Information supplied:
----

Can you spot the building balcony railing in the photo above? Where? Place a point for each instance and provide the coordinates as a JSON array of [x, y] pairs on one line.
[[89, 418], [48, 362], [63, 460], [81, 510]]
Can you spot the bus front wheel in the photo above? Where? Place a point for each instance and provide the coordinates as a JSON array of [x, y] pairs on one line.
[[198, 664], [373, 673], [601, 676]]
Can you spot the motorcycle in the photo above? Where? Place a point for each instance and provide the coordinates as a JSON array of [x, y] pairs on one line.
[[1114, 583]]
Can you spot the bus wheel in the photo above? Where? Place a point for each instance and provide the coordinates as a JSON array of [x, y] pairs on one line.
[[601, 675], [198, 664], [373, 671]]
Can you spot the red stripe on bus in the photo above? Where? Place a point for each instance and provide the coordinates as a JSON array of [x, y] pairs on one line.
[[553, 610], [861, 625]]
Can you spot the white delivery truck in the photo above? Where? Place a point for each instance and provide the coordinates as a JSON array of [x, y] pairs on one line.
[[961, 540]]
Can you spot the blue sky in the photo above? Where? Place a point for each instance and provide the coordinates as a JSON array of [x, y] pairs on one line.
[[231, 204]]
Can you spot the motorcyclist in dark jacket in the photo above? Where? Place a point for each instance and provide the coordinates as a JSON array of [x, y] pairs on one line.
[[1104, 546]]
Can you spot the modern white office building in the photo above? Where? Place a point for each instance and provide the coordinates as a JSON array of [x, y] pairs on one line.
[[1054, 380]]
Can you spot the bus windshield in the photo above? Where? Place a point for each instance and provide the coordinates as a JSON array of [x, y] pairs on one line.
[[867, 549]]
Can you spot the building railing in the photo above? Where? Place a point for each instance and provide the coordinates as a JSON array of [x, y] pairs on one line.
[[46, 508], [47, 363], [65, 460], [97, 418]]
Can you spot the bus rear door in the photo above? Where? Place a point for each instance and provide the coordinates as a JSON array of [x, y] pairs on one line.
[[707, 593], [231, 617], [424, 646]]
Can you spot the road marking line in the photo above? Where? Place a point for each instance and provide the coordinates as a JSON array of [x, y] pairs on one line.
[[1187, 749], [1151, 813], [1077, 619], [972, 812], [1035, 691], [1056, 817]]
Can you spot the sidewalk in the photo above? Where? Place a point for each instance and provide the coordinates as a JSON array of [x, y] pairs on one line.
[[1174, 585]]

----

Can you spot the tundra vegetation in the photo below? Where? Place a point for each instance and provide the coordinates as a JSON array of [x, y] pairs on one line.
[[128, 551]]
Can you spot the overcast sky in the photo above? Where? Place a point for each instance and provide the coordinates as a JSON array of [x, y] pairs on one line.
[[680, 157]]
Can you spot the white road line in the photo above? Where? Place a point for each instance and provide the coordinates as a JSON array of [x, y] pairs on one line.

----

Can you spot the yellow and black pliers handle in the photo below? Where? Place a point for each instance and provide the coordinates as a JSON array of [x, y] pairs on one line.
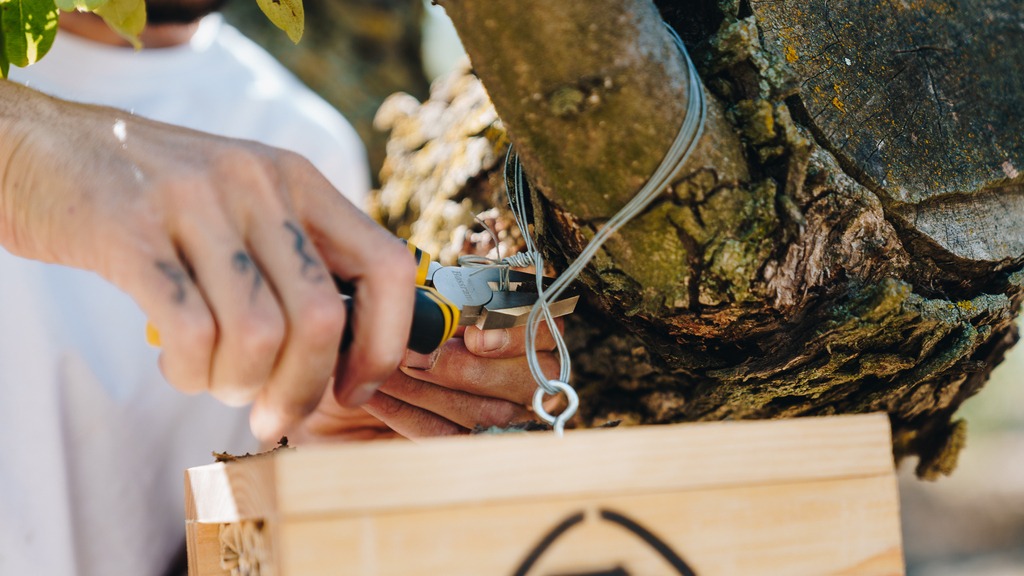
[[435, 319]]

----

Written exercise: Put the stretch from the line containing "Can you spot the road" through the line containing "[[1174, 585]]" into a JSON list of strings, one string per line, with blank lines left out.

Full output:
[
  "Can you spot the road marking line in the photo above? Where? Place a point for each instance and provide the coordinates as a JSON array of [x, y] pairs on one line.",
  "[[1187, 749], [1151, 813], [1077, 619], [972, 812], [1035, 691], [1056, 817]]",
  "Can you spot the sidewalk in the photo above? Where? Place a point for each instance and provide the coordinates as a JSON array of [x, y] pairs on one line.",
  "[[1174, 585]]"
]